Start of Record set

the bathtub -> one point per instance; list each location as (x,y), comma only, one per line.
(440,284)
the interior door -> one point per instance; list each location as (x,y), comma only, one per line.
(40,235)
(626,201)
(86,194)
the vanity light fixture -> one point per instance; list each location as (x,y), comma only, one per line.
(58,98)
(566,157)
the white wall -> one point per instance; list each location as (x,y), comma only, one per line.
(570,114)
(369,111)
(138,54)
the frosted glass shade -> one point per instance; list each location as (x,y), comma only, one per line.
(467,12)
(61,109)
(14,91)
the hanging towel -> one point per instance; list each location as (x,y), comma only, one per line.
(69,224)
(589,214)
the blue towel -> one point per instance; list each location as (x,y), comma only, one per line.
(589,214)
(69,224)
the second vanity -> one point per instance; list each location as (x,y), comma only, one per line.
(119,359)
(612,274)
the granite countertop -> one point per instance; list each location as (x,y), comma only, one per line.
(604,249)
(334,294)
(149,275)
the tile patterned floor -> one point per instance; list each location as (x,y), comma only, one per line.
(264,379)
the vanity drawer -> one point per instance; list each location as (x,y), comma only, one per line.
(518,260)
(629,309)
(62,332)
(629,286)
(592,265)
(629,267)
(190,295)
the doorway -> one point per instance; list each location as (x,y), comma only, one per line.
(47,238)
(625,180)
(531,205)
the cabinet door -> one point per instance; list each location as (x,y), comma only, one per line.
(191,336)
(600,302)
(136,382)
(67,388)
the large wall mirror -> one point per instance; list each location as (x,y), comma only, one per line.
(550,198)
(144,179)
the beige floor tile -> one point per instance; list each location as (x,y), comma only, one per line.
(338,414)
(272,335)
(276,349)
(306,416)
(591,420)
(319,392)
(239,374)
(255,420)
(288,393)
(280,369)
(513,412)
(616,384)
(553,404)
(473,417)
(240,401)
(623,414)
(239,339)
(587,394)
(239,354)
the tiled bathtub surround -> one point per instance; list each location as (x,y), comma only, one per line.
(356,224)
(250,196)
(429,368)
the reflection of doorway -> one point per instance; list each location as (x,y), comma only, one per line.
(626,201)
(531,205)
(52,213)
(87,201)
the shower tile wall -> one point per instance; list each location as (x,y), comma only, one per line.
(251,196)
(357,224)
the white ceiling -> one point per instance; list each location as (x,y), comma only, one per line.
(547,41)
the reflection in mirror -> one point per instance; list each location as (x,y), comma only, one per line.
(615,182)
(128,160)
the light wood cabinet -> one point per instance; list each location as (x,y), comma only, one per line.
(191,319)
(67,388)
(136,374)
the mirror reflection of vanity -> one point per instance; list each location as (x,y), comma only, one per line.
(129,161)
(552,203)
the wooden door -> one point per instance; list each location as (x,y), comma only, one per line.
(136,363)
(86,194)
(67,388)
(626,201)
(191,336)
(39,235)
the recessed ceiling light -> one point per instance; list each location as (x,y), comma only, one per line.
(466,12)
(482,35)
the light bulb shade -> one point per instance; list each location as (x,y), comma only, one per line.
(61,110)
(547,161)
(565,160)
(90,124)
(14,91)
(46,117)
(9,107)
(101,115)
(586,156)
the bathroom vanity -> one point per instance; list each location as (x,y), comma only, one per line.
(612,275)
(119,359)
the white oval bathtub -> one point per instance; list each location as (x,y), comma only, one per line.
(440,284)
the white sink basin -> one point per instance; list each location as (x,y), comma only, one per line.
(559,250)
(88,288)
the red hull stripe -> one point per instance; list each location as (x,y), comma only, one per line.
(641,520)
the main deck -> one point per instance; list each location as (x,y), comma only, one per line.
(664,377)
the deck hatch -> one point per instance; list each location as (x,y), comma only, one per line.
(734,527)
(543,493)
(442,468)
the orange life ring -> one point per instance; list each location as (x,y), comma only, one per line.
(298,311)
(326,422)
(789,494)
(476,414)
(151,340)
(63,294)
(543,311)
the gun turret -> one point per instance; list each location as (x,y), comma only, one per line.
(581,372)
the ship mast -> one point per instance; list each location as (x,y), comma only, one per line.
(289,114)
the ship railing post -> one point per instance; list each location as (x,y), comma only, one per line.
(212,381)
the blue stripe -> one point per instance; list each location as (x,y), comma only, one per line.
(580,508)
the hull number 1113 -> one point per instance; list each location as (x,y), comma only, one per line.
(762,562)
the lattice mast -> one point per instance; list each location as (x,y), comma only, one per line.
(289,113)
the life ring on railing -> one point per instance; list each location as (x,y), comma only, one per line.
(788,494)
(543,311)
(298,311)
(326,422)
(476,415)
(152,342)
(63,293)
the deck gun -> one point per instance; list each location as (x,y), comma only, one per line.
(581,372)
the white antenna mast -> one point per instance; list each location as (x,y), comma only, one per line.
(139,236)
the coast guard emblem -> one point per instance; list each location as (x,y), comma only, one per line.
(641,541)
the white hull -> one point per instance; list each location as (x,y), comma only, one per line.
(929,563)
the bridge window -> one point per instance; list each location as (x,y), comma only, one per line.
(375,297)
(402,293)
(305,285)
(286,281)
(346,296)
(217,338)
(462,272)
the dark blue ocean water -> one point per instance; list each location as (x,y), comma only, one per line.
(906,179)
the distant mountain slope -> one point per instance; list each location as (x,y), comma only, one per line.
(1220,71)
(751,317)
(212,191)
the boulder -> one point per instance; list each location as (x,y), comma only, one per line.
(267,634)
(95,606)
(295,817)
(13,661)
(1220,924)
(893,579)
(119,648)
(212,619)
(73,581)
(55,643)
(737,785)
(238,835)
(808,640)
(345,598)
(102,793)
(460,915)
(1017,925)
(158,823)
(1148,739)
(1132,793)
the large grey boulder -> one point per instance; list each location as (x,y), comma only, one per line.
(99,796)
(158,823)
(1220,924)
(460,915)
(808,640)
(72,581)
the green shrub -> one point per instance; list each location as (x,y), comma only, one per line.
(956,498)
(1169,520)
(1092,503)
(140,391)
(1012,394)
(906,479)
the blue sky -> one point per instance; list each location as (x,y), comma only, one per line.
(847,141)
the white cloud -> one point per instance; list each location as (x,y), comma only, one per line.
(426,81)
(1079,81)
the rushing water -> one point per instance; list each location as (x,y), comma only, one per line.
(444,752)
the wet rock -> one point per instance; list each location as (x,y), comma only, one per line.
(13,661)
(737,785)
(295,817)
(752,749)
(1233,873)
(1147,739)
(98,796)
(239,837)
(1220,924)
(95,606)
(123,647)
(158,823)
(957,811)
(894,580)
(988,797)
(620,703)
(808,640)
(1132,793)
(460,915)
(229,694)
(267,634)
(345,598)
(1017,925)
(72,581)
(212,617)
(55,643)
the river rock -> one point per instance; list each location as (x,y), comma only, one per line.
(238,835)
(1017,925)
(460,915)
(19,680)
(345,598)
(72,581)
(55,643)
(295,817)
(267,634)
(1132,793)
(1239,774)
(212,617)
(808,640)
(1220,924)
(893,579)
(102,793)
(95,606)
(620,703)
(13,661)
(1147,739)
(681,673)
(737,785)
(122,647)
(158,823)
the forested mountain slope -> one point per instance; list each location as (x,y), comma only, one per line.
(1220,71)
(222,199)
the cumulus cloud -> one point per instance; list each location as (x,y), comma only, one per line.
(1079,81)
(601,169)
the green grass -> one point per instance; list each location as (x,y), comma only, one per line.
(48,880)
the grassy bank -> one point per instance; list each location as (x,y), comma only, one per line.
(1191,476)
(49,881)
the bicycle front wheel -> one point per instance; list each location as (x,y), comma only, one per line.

End of Record set

Instructions for the task =>
The data above should be output exactly, with each line intact.

Solution to this problem =>
the bathtub -> one point per instance; list each location as (x,y), comma only, one per line.
(440,284)
the interior door -> one point per instance; list each location as (x,y), comma only, one per line.
(40,235)
(626,201)
(86,194)
the vanity light fixture -> one point per instance; list each location as (x,y), comma only, one per line.
(58,98)
(566,157)
the white wall -> one point per instance; list each location as (x,y), comma only, one per line.
(570,114)
(369,111)
(138,54)
the frosted glass shade -> one point per instance; list each location as (x,y), comma only, one per line.
(467,12)
(61,109)
(14,91)
the hanging towel -> one point per instance; list each location as (x,y), comma only, one per line.
(69,224)
(589,214)
the blue towel -> one point per instance; list each location as (x,y), comma only, one per line.
(589,214)
(69,224)
the second vanity -> one point per instance; list each location as (x,y), comma only, one per line.
(119,359)
(612,274)
the granite countertop -> one point per instance; list each location as (x,y), comma only, one per line.
(604,249)
(334,294)
(149,275)
the tile patterned floor -> one point per instance; list each location as (x,y), comma only, one per line.
(264,379)
the vanity drawer -> one point per instance; list each location as (x,y), comma only, one per line.
(518,260)
(629,309)
(62,332)
(629,286)
(592,265)
(629,267)
(190,295)
the doorway -> one point per instance; list each location as (x,y), comma only, one per line.
(47,238)
(625,180)
(531,205)
the cabinet door -> one point per instance; list each location as (x,y), comma only, one per line.
(191,336)
(600,302)
(136,382)
(67,388)
the large wall mirror -> one point per instance; list each location as (x,y), comma only, one per line.
(550,198)
(144,179)
the beige floor tile -> one point per instance; list each location as (x,y), comma only, one per line.
(338,414)
(272,335)
(276,349)
(306,416)
(591,420)
(319,392)
(239,374)
(255,420)
(288,393)
(280,369)
(513,412)
(616,384)
(553,404)
(473,417)
(240,401)
(623,414)
(239,339)
(587,394)
(239,354)
the tiled bathtub surround -> one point per instance; list each location as (x,y), comma only, one per line.
(356,224)
(250,196)
(429,368)
the reflection of doorway -> one point per instance; list each location as (x,y), comma only, one per line.
(626,201)
(531,205)
(52,213)
(87,201)
the shower tile wall -> one point per instance; list each location as (x,y), comma only, one per line.
(251,196)
(357,224)
the white ceiling -> one point per instance; list each location as (x,y), comma only, one per line.
(547,41)
the reflection in mirror -> one point per instance; list each location as (x,y), comma only, one per line.
(615,182)
(128,160)
the light wood cabinet -> one point per instance; list each location as (x,y), comma only, one per line.
(191,319)
(67,388)
(136,374)
the mirror reflection of vanity -> one point per instance; list each location as (x,y), comma only, one per line.
(129,161)
(552,203)
the wooden door -> one point per instance; list each location as (x,y), comma only, one per line.
(136,363)
(86,194)
(67,388)
(626,201)
(191,336)
(39,235)
the recessed ceiling light -> one point per instance; list each location as (x,y), comma only, one per line.
(466,12)
(482,35)
the light bulb shade -> one point per instance; list each location as (x,y), comma only, one per line.
(61,110)
(547,161)
(565,160)
(90,124)
(14,91)
(46,117)
(9,107)
(101,115)
(586,156)
the bathroom vanity -> one point per instance; list each location as (x,y), comma only, one per line.
(612,275)
(119,359)
the white oval bathtub -> one point per instance; list each location as (x,y), comma only, one per line.
(440,284)
the white sink basin -> one point per instance; list each location as (x,y), comma only, one per line.
(559,250)
(88,288)
the red hull stripe -> one point per instance; list each location as (x,y), comma only, one per line.
(641,520)
the main deck -> one point per instance; list each location as (x,y), comma only, one per line.
(664,377)
the deck hatch -> one point per instance; list each location as (x,y), comma only, one per line.
(734,527)
(543,493)
(442,468)
the orange life ring -> one point per instance; list each location as (x,y), comma only, one per line.
(298,311)
(326,422)
(789,494)
(476,414)
(151,340)
(63,294)
(543,311)
the gun turret -> one point per instance; list each location as (x,y), comma only, one per line.
(581,372)
the ship mast -> one point per instance; list each location as (x,y), comma only, one per line.
(289,114)
the ship railing post -> one point per instance; list each location as (x,y), comma only, one per line.
(212,381)
the blue stripe -> one point per instance; list each location as (x,y), comma only, one per line.
(580,508)
the hull number 1113 -> one point per instance; list each location as (x,y), comma only, one per line.
(762,562)
the lattice mast -> one point per instance; list each location as (x,y), comma only, one per line.
(289,113)
the life ring on railing -> one point per instance; list each location as (x,y), comma only, one per line.
(788,494)
(543,311)
(298,311)
(326,422)
(476,415)
(152,342)
(63,293)
the deck gun -> one point per instance; list each location as (x,y), comma only, one per line.
(581,372)
the white antenna mast -> one point per instance; list each location as (x,y), comma only, one per line.
(139,236)
the coast guard emblem -> one point per instance; list each location as (x,y), comma only, one per line.
(641,541)
the white hull -> one point per instance; list each location as (x,y), comma only, one per line.
(929,563)
the bridge window -> one point per instance; list each location as (x,y), comma only, one per line.
(375,297)
(402,293)
(305,285)
(286,281)
(346,296)
(217,338)
(462,272)
the dark blue ocean water -> one point per instance; list each location as (x,y), comma only, one per line.
(906,179)
the distant mountain slope -> one point per instance; list each location as (x,y), comma only, one per line.
(1220,71)
(751,317)
(212,191)
the boulder -> one point per instance; list each location as (x,y), comma only, one per line.
(267,634)
(95,606)
(295,817)
(13,661)
(1220,924)
(893,579)
(119,648)
(212,619)
(73,581)
(55,643)
(737,785)
(238,835)
(808,640)
(345,598)
(102,793)
(460,915)
(1017,925)
(158,823)
(1148,739)
(1132,793)
the large grey boulder -> one point per instance; list each location as (x,y), comma only, one per line.
(99,796)
(158,823)
(1220,924)
(460,915)
(808,640)
(72,581)
the green shrub -> one point per instance; list each location as (x,y), comma only, one per line.
(956,498)
(1169,520)
(1092,503)
(140,391)
(1012,394)
(906,479)
the blue sky -> one point per instance; list each location as (x,y), comma only, one per line.
(847,141)
the white cloud -> one point per instance; list each location as (x,y), comma only, one per line.
(426,81)
(1079,81)
the rushing water -> one point per instance; list each location as (x,y), comma only, one per line.
(444,752)
the wet rock -> one point per instance; list each location as (x,y), comma only, one per line.
(13,661)
(737,785)
(295,817)
(752,749)
(1233,873)
(1147,739)
(98,796)
(239,837)
(1220,924)
(95,606)
(123,647)
(158,823)
(957,811)
(894,580)
(988,797)
(620,703)
(808,640)
(1132,793)
(460,915)
(229,694)
(267,634)
(345,598)
(1017,925)
(72,581)
(212,617)
(55,643)
the river rock -> one point per instance; list each location as (x,y), comma only, one per line.
(238,835)
(1017,925)
(460,915)
(19,680)
(345,598)
(72,581)
(55,643)
(295,817)
(267,634)
(1132,793)
(1239,774)
(212,617)
(808,640)
(1220,924)
(893,579)
(102,793)
(95,606)
(620,703)
(13,661)
(1147,739)
(681,673)
(737,785)
(122,647)
(158,823)
the forested mountain slope -> one point per instance; list each location as (x,y), comma only, one per line.
(1220,71)
(222,199)
the cumulus cloud -> one point per instance; list each location as (x,y), comma only, one per line.
(1079,81)
(601,169)
the green grass -> one point per instance; list each location as (x,y), comma only, one per line.
(48,880)
the grassy bank -> one point per instance; list each location as (x,y), comma only, one per line.
(1191,476)
(49,881)
the bicycle front wheel -> one point per instance; list each location as (x,y), comma only, one per line.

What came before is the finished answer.